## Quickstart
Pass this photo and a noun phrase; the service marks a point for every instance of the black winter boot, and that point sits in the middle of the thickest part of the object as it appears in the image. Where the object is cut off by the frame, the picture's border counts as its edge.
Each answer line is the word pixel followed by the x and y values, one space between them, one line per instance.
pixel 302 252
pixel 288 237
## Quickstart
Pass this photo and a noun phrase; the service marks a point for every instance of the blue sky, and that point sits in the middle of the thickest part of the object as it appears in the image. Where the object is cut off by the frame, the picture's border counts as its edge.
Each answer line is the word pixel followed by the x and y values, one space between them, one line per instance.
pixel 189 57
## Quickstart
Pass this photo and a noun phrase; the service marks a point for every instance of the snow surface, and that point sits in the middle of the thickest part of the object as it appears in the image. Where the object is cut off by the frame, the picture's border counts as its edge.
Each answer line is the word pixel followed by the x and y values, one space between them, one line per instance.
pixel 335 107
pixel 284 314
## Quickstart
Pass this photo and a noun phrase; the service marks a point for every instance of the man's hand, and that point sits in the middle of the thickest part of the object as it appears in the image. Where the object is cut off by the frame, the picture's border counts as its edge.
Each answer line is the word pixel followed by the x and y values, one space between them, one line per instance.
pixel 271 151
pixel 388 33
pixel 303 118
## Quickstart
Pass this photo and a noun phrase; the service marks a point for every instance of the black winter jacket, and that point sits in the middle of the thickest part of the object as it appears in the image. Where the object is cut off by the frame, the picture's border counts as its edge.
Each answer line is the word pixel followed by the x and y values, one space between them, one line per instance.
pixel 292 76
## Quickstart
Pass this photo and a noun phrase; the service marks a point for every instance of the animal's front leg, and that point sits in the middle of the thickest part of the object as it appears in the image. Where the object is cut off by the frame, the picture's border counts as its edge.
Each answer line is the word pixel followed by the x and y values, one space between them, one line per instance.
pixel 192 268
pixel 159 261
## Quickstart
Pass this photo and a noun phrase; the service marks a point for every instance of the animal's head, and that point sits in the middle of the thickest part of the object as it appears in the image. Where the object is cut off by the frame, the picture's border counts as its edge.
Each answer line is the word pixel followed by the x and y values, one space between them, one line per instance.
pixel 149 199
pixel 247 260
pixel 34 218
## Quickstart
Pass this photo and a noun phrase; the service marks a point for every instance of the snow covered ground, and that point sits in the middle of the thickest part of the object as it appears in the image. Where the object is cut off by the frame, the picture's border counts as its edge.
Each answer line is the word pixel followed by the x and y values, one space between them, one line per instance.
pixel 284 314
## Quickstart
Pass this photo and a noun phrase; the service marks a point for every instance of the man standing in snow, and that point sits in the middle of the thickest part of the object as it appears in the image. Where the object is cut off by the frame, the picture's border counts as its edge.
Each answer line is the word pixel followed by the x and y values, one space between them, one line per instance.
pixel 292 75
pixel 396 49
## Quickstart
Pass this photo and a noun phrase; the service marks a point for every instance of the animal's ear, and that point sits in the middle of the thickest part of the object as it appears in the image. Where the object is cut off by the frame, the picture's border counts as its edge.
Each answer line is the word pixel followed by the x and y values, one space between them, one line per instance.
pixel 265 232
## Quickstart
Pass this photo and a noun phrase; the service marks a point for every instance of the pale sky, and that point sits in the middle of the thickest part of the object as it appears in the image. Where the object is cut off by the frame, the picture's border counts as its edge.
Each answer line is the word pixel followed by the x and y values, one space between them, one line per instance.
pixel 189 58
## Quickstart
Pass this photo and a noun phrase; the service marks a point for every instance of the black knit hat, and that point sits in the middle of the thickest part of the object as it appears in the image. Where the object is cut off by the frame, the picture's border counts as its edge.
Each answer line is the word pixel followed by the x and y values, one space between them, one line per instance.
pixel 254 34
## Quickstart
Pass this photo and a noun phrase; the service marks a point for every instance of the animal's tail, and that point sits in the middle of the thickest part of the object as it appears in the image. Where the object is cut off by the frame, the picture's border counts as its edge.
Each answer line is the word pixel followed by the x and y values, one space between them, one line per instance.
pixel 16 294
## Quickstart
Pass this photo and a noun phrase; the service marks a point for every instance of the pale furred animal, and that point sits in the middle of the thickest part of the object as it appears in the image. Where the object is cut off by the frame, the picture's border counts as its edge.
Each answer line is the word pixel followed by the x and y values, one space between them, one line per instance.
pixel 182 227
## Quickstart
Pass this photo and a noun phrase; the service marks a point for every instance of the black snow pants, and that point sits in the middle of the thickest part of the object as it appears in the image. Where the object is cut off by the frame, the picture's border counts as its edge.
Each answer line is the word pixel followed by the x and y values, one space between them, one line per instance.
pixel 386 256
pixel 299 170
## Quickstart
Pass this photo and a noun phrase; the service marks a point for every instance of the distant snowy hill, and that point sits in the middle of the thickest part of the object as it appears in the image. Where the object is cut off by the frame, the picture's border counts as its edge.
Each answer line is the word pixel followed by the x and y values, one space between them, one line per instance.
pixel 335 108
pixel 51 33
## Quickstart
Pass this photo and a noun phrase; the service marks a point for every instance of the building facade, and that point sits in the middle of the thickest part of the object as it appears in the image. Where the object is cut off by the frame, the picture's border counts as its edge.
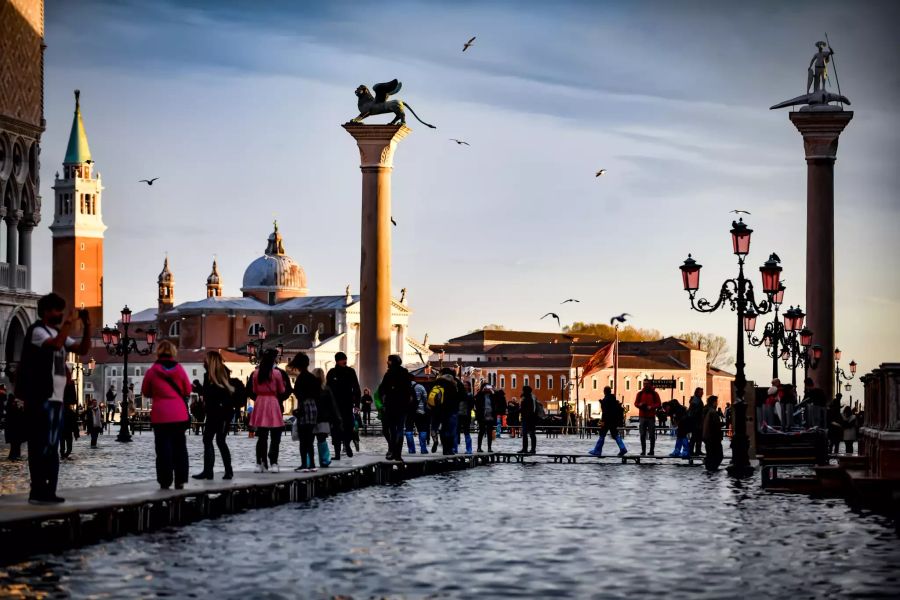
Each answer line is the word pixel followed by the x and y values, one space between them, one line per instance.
pixel 552 365
pixel 21 126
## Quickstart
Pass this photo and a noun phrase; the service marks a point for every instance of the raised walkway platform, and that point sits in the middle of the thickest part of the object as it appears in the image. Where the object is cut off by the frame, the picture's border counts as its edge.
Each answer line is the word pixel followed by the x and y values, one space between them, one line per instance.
pixel 92 514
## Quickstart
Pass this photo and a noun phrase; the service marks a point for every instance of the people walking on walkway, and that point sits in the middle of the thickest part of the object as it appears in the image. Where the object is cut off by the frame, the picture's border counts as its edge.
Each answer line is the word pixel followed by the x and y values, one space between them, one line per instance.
pixel 266 385
pixel 612 418
pixel 682 424
pixel 93 422
pixel 485 415
pixel 394 392
pixel 328 419
pixel 712 434
pixel 344 385
pixel 110 403
pixel 647 401
pixel 418 419
pixel 41 382
pixel 465 406
pixel 849 425
pixel 70 418
pixel 695 418
pixel 366 406
pixel 219 400
pixel 169 386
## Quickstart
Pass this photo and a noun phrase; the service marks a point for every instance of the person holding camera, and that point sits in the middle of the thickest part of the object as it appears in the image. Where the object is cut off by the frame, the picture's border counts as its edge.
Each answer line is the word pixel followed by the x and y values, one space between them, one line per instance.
pixel 41 383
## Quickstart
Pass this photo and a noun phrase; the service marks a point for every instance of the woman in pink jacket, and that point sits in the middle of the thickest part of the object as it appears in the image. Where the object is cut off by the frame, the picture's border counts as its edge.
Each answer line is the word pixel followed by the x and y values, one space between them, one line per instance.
pixel 266 384
pixel 167 384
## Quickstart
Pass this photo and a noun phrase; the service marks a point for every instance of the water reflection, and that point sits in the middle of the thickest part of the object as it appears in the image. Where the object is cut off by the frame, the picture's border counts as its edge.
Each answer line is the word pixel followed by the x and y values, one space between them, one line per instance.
pixel 568 531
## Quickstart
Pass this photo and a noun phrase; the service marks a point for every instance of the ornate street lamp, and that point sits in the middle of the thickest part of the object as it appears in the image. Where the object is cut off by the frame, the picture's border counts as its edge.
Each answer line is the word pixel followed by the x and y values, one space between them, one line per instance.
pixel 738 295
pixel 120 343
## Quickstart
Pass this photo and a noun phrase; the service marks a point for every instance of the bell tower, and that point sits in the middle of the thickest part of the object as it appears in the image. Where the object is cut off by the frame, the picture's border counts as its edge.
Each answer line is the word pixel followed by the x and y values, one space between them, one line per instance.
pixel 78 226
pixel 166 281
pixel 214 282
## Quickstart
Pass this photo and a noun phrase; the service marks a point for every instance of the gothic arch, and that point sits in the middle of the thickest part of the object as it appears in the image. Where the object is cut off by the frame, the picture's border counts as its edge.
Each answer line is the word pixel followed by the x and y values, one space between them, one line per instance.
pixel 14 336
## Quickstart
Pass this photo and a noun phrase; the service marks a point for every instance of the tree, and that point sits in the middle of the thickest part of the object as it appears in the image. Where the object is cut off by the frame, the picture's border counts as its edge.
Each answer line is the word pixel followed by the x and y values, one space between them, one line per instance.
pixel 716 347
pixel 608 332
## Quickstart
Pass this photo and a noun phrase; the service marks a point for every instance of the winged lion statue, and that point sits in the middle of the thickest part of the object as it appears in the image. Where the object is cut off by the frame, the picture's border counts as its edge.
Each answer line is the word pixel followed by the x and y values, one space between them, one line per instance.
pixel 379 104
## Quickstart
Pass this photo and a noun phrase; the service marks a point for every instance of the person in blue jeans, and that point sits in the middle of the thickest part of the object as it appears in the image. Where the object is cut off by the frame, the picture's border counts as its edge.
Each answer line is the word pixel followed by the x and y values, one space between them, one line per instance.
pixel 41 383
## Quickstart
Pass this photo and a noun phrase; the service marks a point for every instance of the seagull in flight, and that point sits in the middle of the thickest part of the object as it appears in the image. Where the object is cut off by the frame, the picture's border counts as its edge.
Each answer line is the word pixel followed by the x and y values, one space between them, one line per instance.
pixel 620 318
pixel 555 316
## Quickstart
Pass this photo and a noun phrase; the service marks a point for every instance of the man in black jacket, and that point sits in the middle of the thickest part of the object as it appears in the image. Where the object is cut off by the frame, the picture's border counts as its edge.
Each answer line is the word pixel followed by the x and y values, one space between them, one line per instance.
pixel 344 385
pixel 394 391
pixel 41 382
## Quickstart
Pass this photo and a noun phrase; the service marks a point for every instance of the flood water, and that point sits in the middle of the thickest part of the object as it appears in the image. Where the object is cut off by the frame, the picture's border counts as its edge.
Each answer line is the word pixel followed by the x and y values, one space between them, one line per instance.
pixel 505 530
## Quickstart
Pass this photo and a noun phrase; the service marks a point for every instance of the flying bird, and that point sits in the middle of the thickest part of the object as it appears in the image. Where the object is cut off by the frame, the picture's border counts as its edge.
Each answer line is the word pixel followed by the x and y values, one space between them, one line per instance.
pixel 555 316
pixel 620 318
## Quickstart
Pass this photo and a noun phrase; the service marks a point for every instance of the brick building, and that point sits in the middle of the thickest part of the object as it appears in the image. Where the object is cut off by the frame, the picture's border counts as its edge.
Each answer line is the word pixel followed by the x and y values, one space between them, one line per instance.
pixel 551 364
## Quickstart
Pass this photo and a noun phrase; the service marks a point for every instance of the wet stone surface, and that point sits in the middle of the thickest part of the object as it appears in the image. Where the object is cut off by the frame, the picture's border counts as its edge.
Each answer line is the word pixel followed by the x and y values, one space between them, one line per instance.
pixel 534 530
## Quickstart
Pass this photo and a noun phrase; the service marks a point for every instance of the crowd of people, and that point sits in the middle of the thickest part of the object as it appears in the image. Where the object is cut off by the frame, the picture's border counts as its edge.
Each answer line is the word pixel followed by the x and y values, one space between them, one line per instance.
pixel 42 410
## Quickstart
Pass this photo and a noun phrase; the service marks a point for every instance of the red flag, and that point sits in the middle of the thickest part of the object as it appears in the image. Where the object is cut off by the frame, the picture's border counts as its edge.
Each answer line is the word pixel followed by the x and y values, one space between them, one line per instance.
pixel 601 359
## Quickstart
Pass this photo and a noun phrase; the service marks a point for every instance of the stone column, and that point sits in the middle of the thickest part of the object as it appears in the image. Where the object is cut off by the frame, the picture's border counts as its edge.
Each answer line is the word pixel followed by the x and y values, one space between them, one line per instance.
pixel 376 150
pixel 25 229
pixel 820 130
pixel 12 245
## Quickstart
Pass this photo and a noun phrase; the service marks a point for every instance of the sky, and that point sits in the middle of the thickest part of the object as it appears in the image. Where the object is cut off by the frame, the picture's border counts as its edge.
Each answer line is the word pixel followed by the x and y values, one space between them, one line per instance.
pixel 237 106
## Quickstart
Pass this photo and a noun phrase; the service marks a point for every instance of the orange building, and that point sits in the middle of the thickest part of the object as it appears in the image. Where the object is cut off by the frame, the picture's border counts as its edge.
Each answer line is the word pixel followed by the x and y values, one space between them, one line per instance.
pixel 78 226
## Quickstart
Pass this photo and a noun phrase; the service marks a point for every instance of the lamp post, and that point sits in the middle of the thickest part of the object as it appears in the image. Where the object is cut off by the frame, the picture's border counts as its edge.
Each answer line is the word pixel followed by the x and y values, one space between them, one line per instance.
pixel 738 295
pixel 839 373
pixel 773 333
pixel 119 343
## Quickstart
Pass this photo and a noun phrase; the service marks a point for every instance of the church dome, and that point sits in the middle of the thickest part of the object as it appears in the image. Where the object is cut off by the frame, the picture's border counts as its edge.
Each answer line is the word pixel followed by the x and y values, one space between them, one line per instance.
pixel 274 273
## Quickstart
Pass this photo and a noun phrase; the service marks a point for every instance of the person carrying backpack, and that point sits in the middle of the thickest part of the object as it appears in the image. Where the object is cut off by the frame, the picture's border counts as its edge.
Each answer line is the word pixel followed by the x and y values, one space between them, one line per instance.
pixel 418 418
pixel 612 418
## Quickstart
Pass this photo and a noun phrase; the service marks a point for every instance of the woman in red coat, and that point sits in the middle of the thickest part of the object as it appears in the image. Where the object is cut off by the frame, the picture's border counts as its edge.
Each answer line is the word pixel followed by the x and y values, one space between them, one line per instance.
pixel 168 385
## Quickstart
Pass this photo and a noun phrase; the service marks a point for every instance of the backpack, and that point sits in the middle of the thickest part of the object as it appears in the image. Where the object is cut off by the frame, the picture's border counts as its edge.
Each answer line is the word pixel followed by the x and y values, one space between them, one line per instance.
pixel 436 397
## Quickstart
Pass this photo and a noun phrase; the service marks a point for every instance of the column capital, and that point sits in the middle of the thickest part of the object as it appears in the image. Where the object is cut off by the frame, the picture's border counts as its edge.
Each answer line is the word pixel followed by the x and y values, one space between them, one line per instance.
pixel 820 131
pixel 376 142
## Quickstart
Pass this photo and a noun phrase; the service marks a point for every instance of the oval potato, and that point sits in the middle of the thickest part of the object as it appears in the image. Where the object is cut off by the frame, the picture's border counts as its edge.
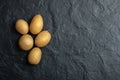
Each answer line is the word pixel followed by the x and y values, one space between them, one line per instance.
pixel 22 26
pixel 36 24
pixel 34 56
pixel 42 39
pixel 26 42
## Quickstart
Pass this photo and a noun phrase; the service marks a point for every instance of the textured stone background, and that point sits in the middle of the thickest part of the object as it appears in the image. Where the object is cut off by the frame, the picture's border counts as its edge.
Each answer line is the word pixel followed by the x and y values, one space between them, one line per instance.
pixel 85 41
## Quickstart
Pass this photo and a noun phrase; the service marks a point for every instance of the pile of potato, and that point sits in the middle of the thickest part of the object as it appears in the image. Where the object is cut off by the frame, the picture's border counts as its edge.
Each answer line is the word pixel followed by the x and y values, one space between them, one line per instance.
pixel 26 42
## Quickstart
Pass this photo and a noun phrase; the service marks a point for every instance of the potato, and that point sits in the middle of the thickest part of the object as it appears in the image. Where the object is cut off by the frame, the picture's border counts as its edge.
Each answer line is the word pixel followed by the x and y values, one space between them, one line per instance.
pixel 36 24
pixel 22 26
pixel 34 56
pixel 42 39
pixel 26 42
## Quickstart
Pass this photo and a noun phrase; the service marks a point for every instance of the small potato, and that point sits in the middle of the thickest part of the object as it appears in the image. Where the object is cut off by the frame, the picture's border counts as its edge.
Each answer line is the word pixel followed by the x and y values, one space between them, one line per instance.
pixel 36 24
pixel 42 39
pixel 22 26
pixel 34 56
pixel 26 42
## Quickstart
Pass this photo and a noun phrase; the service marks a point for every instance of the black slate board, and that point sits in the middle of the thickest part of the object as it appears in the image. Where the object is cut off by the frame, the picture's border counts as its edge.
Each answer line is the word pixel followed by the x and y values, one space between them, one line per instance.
pixel 85 41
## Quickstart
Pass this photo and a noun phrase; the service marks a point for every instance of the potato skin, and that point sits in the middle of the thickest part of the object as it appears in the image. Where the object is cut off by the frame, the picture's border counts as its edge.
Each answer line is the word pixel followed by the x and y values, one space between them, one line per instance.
pixel 34 56
pixel 22 26
pixel 26 42
pixel 36 24
pixel 42 39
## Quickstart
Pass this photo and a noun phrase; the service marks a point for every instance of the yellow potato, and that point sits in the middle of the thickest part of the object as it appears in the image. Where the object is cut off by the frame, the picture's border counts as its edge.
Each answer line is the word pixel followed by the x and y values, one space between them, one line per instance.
pixel 36 24
pixel 42 39
pixel 26 42
pixel 34 56
pixel 22 26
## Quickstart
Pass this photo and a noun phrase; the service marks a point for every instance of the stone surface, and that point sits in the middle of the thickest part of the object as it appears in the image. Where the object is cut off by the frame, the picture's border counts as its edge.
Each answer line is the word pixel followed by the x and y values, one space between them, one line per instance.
pixel 85 41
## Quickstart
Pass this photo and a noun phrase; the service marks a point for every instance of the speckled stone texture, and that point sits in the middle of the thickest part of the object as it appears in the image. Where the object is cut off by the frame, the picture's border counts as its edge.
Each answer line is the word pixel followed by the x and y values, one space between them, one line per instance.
pixel 85 41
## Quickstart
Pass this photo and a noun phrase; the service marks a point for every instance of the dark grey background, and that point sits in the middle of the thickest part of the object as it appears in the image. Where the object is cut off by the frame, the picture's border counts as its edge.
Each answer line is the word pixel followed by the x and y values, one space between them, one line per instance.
pixel 85 41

— Set problem —
Copy the lines above word for word, starting at the very first line and ending at the line that contains "pixel 288 237", with both of those lines included.

— Result of this exercise —
## Quickstart
Pass this photo and a noun phrase; the service marks a point for every instance of the black winter boot, and that point sits in the middle of the thickest part of the object as it appears in the image. Where the object is cut off by the frame, the picture's border counts as its edge.
Each answer line is the word pixel followed by the x and y values, one space between them, one line per instance.
pixel 302 252
pixel 288 237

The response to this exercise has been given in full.